Scopo del compito.
Rispondi a queste domande sul testo di lettura.
1. In quale teatro si è tenuto l'incontro nel capoluogo?
2. Quanti partecipanti ospita la sala all'inizio?
3. Quante ore di teoria comprenderà il corso?

Nel capoluogo erano così tanti che si è dovuto optare, dopo aver ipotizzato di ospitare i partecipanti nella sede del Centro per l’impiego, per il teatro Basaglia, all’interno del parco di San Giovanni. L’assessore regionale al Lavoro e alla Formazione Loredana Panariti ha così aperto l’incontro: «In molte regioni italiane la ricerca di un’occupazione passa spesso attraverso canali informali. In Friuli Venezia Giulia, al contrario, in questa legislatura abbiamo ricentralizzato le funzioni del lavoro e dunque l’Agenzia regionale ha un importante ruolo al servizio del territorio perché sa mettere in relazione le aziende che il lavoro lo offrono e le persone che lo cercano».


All’inizio, la sala ospita circa 280 partecipanti. Poi, le prime parole dal palco dei rappresentanti di Inrail: «È un lavoro difficile e pieno di responsabilità, in cui ogni giorno ci possono essere degli imprevisti e dei cambiamenti degli orari, quindi non è per chi è abituato ad avere routine precise».


Già qualcuno inizia ad alzarsi e ad uscire. Poi viene spiegato che il corso consisterà in 820 ore di teoria, cioè sei al giorno, e quindi richiederà una grande propensione allo studio. Altro giro di sedili che tornano alla loro posizione originaria, vuota. Infine, si alzano molte mani dei presenti per capire se si rientra nei criteri, e qui le risposte sono precise: bisogna lasciare qualsiasi altro lavoro per partecipare alla selezione e al corso, risultare domiciliati in regione ed avere un’età preferibilmente compresa tra i 25 e i 35 anni, con la certificazione di non avere problematiche mediche, ed infine possedere come minimo un diploma di maturità.

Dati raccolti.
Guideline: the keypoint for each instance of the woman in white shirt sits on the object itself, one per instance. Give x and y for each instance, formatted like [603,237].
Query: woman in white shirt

Risposta al compito.
1. Nel teatro Basaglia, all'interno del parco di San Giovanni.
2. Circa 280.
3. 820 ore, cioè sei al giorno.